● Source text:

-- Opening Marker --

Thread lift for instant facial rejuvenation is popular amongst cosmetic practitioners and patients from across the globe. In this minimally invasive procedure, specially designed, dissolvable, or permanent sutures  are placed under the skin to give a noticeable but subtle ‘lifting’ and ‘tightening’ effect.
Instead of going under the knife for treating facial skin laxity, thread lift gives an option to improve skin sagging through a less invasive cosmetic procedure with minimal recovery time. Thread lift is also less expensive than a facelift, owing to the seemingly straightforward process that takes around 35 – 55 minutes on average to complete.
It gives a visible lifting effect on the skin and boosts the skin’s natural collagen synthesis process, delivering two-way benefits to combat aging. Being non-surgical, thread lift has less risk compared to cosmetic facial surgery, but that does not mean it comes without the risk of post-process complications.
Before you opt for the process, you should be aware of any possible complications. Consult your doctor to know about thread lift complications and how to minimize the risks.
Thread lift complications
While no cosmetic procedure is completely free from the chance of a complication, for thread lift the risk is considerably less.
Most of the post-procedure complications arise from the use of low-quality sutures or improper suture placement. So, getting the treatment from a registered and reputed skin clinic is the best way to avoid any serious complications.
Here are the 9 most probable complications that might arise after thread lift.
1. Pain and transient erythema
Thread lift is a comparatively less painful process, and it is generally performed on local anesthesia. However, it is not pain-free and after the effect of the local anesthesia subsides, patients might experience some pain in the tolerable range.
It can be managed with pain relief medications or local anesthesia. Self-resolving transient erythema (reddening of the skin) might also occur, which does not need any separate treatment.
Before leaving the chamber, your doctor will suggest medications or ointment that will help to ease the pain and erythema if any. Typically, these complications are resolved within a few days.
2. Swelling and bruising
Swelling after thread lift is not uncommon after undergoing a thread lift. It is a natural reaction of the body to the sutures placed under the skin and the entry-exit wounds. However, the swelling is often not severe and can be managed efficiently with medications or resolves naturally over time.
Bruising of skin can also be noticed after the procedure in some cases. The swelling and bruising might be more prominent when some particular type of thread is used in the process. The intensity may differ from one patient to another.
Hematoma occurs due to damaging a blood vessel while performing the procedure. The condition might be severe and need subsequent treatment or emptying for relief. However, hematoma caused due to thread lift is quite rare and though there is a possibility, most of the studies on complications arising from thread lift have failed to point out a severe case.

-- Closing Marker --

● Parts of the exercise:
1. According to the thread lift article, how long does the procedure take on average?
2. Resume the thread lift article from its last sentence.
The rows below have nothing to do with this article.

● Data shown:

-- Opening Marker --

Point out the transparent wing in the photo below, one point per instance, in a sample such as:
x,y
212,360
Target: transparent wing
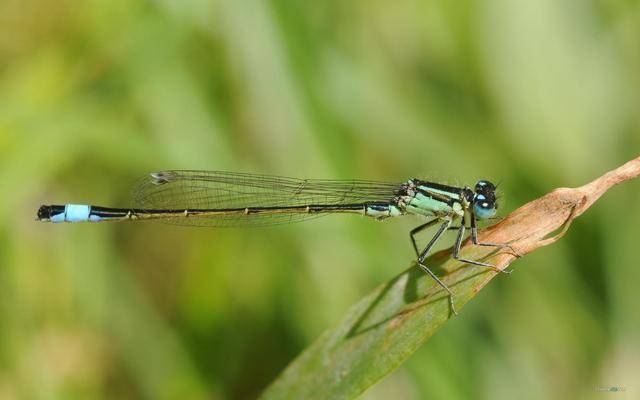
x,y
182,190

-- Closing Marker --

● Responses to the tasks:
1. Around 35 to 55 minutes.

2.
4. Superficial displacement or migration of the sutures
This might be caused by the shallow placement of the sutures under the skin. Also, sutures placed loosely might lead to such complications. Thread ends protruded onto the skin surface might be a result of thread migration or placement of thick sutures. It needs to follow- up procedures and if required, removal of the thread to help the skin get back to its original form.
5. Thread Lift dimpling and puckering of the skin
Dimpling of skin in the area where the suture has been placed may occur due to various reasons. If the cogs of the thread are not strong enough to hold the tissue in place, dimpling and folding are the obvious results. As the first line of treatment, manual therapy in the opposite direction of the cog placement is suggested to release the tension. In case the results are not suitable after therapy, further procedures might be suggested.
6. Thread Lift Infection
Every cosmetic procedure runs the risk of infection and thread lift is certainly not an exception. Post-operative infection might range from mild to severe and is typically managed with anti-biotics. Maintaining the exact measures as suggested by the aesthetician after the procedure can be helpful to minimize the risk of post-operative infection.
7. Temporary facial stiffness
It has been reported that after the process a small group of patients experienced facial stiffness which resolved within a few days. This might happen as a bodily reaction to the procedure or because of placement of foreign objects (the sutures) within the skin or the use of local anesthesia in high dosage. However, the complication is rare and when present, has been found to resolve on its own.
8. Facial asymmetry
It is another complication that might arise after thread lift. It might occur due to the use of anesthesia and the problem will solve on its own with time. Facial asymmetry due to improper lifting at one side of the face can be a serious concern that will need further correctional processes. Patients with inherent facial asymmetry should be considered separately before the procedure or it might exacerbate the condition.
Though rare, paresthesia may occur after a seemingly successful thread lift treatment. The condition is characterized by a tingling or pricking sensation in the area which is caused due to pressure or damage of the peripheral nerves. It might resolve on its own with or without treatment depending on the extent of damage.
Thread lift is a comparatively less risky cosmetic process that delivers quick results for minimal recovery time. The benefits of the treatment outweigh the risks. For satisfactory results and to minimize any associated complications, the procedure should be performed by an experienced aesthetician after thorough consultation with the patient.